— BEGIN TEXT TO READ —

I was 21, living overseas for the first time. The economy wasn’t great (this was around 2007), and my parents had taken out a loan so I could spend six weeks studying photography and bookmaking in the Czech Republic. There was no dining hall where I could swipe a card and eat without thinking. I learned to shop at Tesco, make pesto pasta in a shared dorm kitchen, and stretch every meal as far as possible.

One day, wandering farther out from the city center, I found a small Chinese restaurant – Čínské – run by a couple who were also far from home. When they realized I was Chinese, they welcomed me immediately. It felt grounding. Familiar. Like a small pocket of home right when I needed it. I brought friends, other broke design students grateful for a hot meal, and the owners would bring out free appetizers or find ways to stretch our tiny budgets. It was generous in a way that still feels vivid nearly twenty years later.

We didn’t stay connected through emails, loyalty apps, or automated surveys. We had no technology to bridge that relationship. It was simply human. Word of mouth. Mutual recognition. A connection built on genuine care.

And I find myself wondering why it’s harder today to feel that kind of authenticity, even with all the tools supposedly designed to help us connect.

When Technology Scales Efficiency but Shrinks Connection

Most of the systems we use to “manage relationships” weren’t actually built for relationships at all. CRMs were designed to track data, forecast pipelines, and keep leadership informed. They reward the business, not the human.

— END TEXT TO READ —
— BEGIN DATASET —

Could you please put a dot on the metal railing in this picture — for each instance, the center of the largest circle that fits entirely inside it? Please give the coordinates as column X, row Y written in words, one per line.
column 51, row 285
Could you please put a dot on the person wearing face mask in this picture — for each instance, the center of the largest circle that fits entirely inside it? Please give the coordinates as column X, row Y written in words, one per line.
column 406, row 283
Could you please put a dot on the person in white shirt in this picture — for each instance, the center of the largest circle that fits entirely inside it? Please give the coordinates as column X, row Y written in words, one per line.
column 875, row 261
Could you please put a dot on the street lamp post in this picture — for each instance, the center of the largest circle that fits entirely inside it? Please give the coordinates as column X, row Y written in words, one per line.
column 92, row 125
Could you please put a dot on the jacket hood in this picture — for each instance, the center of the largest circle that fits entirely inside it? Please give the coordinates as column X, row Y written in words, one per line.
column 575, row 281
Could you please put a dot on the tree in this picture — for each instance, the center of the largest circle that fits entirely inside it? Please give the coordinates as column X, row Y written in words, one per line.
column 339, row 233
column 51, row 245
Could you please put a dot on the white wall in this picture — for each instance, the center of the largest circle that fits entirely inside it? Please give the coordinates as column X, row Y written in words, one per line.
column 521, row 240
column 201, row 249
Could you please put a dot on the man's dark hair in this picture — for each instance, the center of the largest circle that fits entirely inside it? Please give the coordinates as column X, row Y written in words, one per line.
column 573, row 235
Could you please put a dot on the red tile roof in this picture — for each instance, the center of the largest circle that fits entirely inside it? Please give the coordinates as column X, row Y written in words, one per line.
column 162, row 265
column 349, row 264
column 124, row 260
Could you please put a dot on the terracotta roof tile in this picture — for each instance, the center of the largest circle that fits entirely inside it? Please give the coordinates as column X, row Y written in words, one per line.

— END DATASET —

OBJECTIVE
Reproduce the passage of the essay about the Czech Republic restaurant starting with "We didn’t stay" and going on through "not the human.", word for word.

TASK SOLUTION
We didn’t stay connected through emails, loyalty apps, or automated surveys. We had no technology to bridge that relationship. It was simply human. Word of mouth. Mutual recognition. A connection built on genuine care.

And I find myself wondering why it’s harder today to feel that kind of authenticity, even with all the tools supposedly designed to help us connect.

When Technology Scales Efficiency but Shrinks Connection

Most of the systems we use to “manage relationships” weren’t actually built for relationships at all. CRMs were designed to track data, forecast pipelines, and keep leadership informed. They reward the business, not the human.